In the countryside of French Louisiana, voodoo, European witchcraft and American Indian magic have been synthesized into a local craft, sometimes practiced by the tradition Cajun trateur or herb doctor. A new book describing Louisiana folk magic, by a practicing adept, entitled Charms, Spells and Formulas is now available. Written by Ray Malbrough, it was published by Llewellyn Publications, from whom it may be ordered if your bookstore does not stock it.
Here in New Orleans, voodoo has long been preeminent among both blacks and whites, although European and Egyptian witchcraft has long been an underground presence, and santeria appears to be gaining ground. While traditionally tainted by perceived associations with ignorance and paranoia, the study of the occult may be gaining new credibility due to a new awareness concerning the effects of meditation, as well as the ever-increasing knowledge of the physics and chemistry of humanity. In any event, it is an interesting counterpoint to present-day attitudes. And anything that could alleviate the boredom of the money-obsessed America of yuppies, of business as a kind of religion, and of religion as a kind of mass market business – can’t be all bad.

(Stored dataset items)

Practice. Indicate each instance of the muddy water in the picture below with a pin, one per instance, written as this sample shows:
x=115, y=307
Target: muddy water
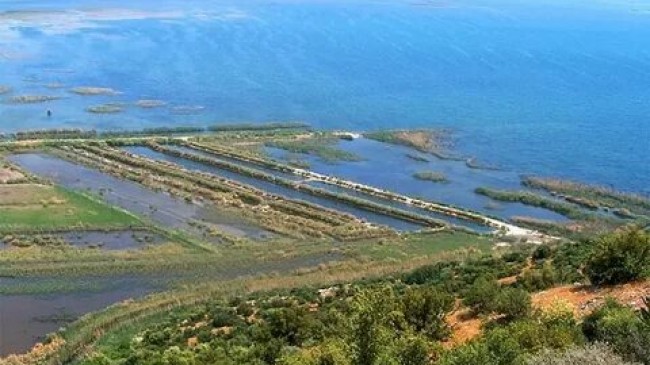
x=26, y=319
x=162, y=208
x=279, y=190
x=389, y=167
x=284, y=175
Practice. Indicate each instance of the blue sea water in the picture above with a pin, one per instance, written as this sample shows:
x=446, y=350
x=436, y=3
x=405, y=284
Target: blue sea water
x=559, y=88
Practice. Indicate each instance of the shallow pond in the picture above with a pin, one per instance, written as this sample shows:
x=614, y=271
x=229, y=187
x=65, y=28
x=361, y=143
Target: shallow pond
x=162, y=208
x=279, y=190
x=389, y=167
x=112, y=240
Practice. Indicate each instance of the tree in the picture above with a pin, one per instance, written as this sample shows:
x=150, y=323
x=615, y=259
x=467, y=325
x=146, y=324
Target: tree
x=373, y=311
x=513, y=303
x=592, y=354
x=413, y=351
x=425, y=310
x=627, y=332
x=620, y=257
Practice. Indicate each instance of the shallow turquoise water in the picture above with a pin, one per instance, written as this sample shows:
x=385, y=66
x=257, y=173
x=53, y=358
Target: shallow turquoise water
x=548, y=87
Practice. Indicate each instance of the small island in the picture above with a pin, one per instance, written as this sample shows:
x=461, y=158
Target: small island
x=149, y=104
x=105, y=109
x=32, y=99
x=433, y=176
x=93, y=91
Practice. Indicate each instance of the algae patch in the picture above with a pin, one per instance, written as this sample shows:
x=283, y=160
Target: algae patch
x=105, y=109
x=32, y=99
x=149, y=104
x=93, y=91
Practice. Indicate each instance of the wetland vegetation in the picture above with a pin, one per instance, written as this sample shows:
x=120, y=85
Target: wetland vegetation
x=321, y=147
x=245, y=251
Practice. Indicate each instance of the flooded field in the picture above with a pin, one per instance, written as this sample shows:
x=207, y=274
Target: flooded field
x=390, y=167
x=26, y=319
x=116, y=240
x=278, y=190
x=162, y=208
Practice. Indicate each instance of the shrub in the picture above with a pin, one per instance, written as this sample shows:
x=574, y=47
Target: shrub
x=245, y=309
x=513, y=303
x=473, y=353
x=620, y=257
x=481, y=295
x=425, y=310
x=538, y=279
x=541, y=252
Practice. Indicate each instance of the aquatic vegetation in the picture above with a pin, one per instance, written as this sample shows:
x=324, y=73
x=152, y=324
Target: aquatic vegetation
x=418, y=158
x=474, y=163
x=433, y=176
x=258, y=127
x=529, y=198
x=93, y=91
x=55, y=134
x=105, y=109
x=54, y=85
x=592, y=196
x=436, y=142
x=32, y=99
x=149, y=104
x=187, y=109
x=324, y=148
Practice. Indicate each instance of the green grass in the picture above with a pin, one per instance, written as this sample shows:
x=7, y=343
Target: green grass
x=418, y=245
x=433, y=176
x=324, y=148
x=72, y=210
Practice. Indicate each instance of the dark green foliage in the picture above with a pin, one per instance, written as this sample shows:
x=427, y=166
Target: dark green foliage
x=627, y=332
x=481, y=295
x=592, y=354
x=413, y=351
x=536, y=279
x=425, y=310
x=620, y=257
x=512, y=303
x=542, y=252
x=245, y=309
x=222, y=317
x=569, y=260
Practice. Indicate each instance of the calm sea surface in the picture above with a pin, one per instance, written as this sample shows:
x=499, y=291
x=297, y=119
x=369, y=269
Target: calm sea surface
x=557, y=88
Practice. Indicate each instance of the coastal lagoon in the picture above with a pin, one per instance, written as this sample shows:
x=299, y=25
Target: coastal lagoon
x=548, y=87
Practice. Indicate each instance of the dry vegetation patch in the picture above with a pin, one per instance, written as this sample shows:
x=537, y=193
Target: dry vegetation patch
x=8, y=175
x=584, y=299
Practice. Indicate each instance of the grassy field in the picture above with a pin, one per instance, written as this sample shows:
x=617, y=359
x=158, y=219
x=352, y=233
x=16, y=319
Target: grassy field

* **WHAT TO DO**:
**a.** From the passage on Louisiana folk magic, write out the stretch from "In the countryside" through "not stock it.".
**b.** Translate this sentence from the passage on Louisiana folk magic into Spanish: "Here in New Orleans, voodoo has long been preeminent among both blacks and whites, although European and Egyptian witchcraft has long been an underground presence, and santeria appears to be gaining ground."

* **ANSWERS FOR THIS EXERCISE**:
**a.**
In the countryside of French Louisiana, voodoo, European witchcraft and American Indian magic have been synthesized into a local craft, sometimes practiced by the tradition Cajun trateur or herb doctor. A new book describing Louisiana folk magic, by a practicing adept, entitled Charms, Spells and Formulas is now available. Written by Ray Malbrough, it was published by Llewellyn Publications, from whom it may be ordered if your bookstore does not stock it.

**b.** Aquí en Nueva Orleans, el vudú ha sido preeminente durante mucho tiempo tanto entre negros como entre blancos, aunque la brujería europea y egipcia ha sido durante mucho tiempo una presencia clandestina, y la santería parece estar ganando terreno.